Vor 21 Jahren war ich zusammen mit drei anderen Mitarbeitern des evangelischen Dekanates in Tansania. Wir besuchten Christen im Süden des Landes nahe der Grenze zu Malawi, der Moravian Church.
An diese Tage im heißen Afrika wurde ich jetzt erinnert, nicht wegen der Hitze an der Bergstraße, sondern wegen der Lektüre des Buches „Das verlorene Paradies“ von Abdulrazak Gurnah. Wir haben es im Januar im Lesezirkel „Literatur und Religion“ gelesen.
Es handelt von einem jungen Mann in Ostafrika, der Jusuf genannt wird. Die biblische Erzählung von Joseph und seinen Brüdern fällt mir ein, und Jusuf ist im Koran der muslimische Name von Joseph. Weshalb ich das erzähle? Weil ich an einem Festgottesdienst zur Einweihung einer neuen Kirche teilnehmen konnte. Dort wurde ein tansanischer Bauer geehrt, der seinen christlichen Nachbarn den dauerhaften Zugang zu Wasser ermöglichte. Der besagte Geehrte war Muslim.
++++
:: Arbeitsauftrag ::
Geben Sie aus dem obigen Text über die Tansania-Reise den Abschnitt wörtlich wieder, der mit den Worten „Es handelt von“ beginnt und mit „Geehrte war Muslim.“ endet.

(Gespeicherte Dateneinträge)
++++
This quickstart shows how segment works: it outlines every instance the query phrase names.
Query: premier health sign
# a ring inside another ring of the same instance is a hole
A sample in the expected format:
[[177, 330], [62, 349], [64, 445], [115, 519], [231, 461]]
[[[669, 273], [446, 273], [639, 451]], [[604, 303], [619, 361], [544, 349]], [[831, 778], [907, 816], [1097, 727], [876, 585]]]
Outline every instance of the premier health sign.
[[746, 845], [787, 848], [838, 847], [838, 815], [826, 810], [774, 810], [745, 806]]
++++
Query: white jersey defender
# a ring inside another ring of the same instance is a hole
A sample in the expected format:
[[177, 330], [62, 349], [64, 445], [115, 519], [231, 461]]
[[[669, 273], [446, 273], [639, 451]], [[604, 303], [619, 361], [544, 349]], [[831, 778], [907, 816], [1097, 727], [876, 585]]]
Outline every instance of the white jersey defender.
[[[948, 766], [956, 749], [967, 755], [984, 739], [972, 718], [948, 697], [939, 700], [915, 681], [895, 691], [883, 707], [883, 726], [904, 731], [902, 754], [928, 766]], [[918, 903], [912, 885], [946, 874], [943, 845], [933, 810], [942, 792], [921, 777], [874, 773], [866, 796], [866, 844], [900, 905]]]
++++
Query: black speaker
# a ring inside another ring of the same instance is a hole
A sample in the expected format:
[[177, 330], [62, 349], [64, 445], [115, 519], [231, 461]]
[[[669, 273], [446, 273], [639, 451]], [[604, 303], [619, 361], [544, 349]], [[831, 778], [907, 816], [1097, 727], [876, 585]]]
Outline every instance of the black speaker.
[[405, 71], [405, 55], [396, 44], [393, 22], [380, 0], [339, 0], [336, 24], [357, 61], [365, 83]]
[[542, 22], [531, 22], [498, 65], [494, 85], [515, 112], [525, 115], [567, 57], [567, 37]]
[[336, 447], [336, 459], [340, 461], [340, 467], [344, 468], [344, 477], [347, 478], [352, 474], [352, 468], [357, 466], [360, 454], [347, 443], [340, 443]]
++++
:: Antwort zur Aufgabe ::
Es handelt von einem jungen Mann in Ostafrika, der Jusuf genannt wird. Die biblische Erzählung von Joseph und seinen Brüdern fällt mir ein, und Jusuf ist im Koran der muslimische Name von Joseph. Weshalb ich das erzähle? Weil ich an einem Festgottesdienst zur Einweihung einer neuen Kirche teilnehmen konnte. Dort wurde ein tansanischer Bauer geehrt, der seinen christlichen Nachbarn den dauerhaften Zugang zu Wasser ermöglichte. Der besagte Geehrte war Muslim.